• _CONSIGNE ÉCRITE_: Transcrivez fidèlement le passage du texte sur le paysage jurassien qui commence par les mots « Nous ne découvrîmes » et s'achève sur « nouveau leur essor. ».

• _TEXTE FOURNI_:
◇ ◇ ◇ ◇

Ni Berthier, ni moi, ne connaissions la région. Nous fûmes très rapidement pris par la majesté et la fascination qu'il exerçait. On ne pouvait imaginer contraste plus grand avec l'aridité du grand sud et les teintes chaudes et roussies de l'Afrique du Nord. Ici, à l'inverse, s'exprimaient, omniprésentes, la richesse et la vitalité de la nature.

Cette intense impression, nous la devions d'abord à la présence vivifiante de l'eau ... Pour nous qui venions des pays secs, qui avions connu le Sahara, cette eau que l'on voyait sourdre de partout, à profusion, qui se faisait tour à tour rideau ou miroir, musique ou spectacle, chute verticale et grondante, ruissellement ou vibration, ou encore éparpillement de cristal, c'était un luxe oublié qui nous paraissait babylonien. la pluie, la brume, les lacs et les rivières, les cascades avaient dans ce pays quelque chose de miraculeux et d'obsédant.

Obsédante aussi, la surabondance de toutes les nuances du vert, camaïeu qui défiait le peintre, depuis le vert tendre des pâturages jusqu'au vert presque noir ou légèrement nuancé de bronze, des forêts d'épicéas, et le vert glauque des torrents qui faisait ressortir les paquets d'écume, et le léger voile de brume verdâtre qui couvraient les lointains, en valeurs dégradées, après les pluies, les faisaient paraître tout proches, au point qu'on avait l'illusion qu'en étendant la main, on eut pu saisir toute cette verdure.

Parce que les arbres en masses denses, brisaient, dentelaient ou courbaient harmonieusement les lignes, il fallait un certain temps pour prendre conscience que la verticalité des abîmes jurassiens ne cédait en rien à celles des gorges du Rhummel et que cette vitalité d'apparence sereine qui nous séduisait, dissimulait subtilement, elle aussi, à sa façon, tous les vertiges que peuvent rechercher les amoureux de l'absolu.

Nous ne découvrîmes qu'un peu plus tard les autres aspects, tout aussi réels et envoûtant du paysage jurassien, sa grandeur intemporelle et tragique des jours de tempête ou de neige; nous fîmes peu à peu connaissance de ces créatures surgies du fond des âges et qui le peuplent encore : génies, vouivres et dames qu'il ne faut pas déranger, et ces mystérieux chevaux ailés qui, la nuit, viennent boire aux sources, ou s'abattent pour un instant sur un pic voisin avant de prendre de nouveau leur essor.

◇ ◇ ◇ ◇

• _DONNÉES FOURNIES_:
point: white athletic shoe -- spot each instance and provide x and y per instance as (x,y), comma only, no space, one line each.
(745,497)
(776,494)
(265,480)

◇ ◇ ◇ ◇

• _TÂCHE ACCOMPLIE_:
Nous ne découvrîmes qu'un peu plus tard les autres aspects, tout aussi réels et envoûtant du paysage jurassien, sa grandeur intemporelle et tragique des jours de tempête ou de neige; nous fîmes peu à peu connaissance de ces créatures surgies du fond des âges et qui le peuplent encore : génies, vouivres et dames qu'il ne faut pas déranger, et ces mystérieux chevaux ailés qui, la nuit, viennent boire aux sources, ou s'abattent pour un instant sur un pic voisin avant de prendre de nouveau leur essor.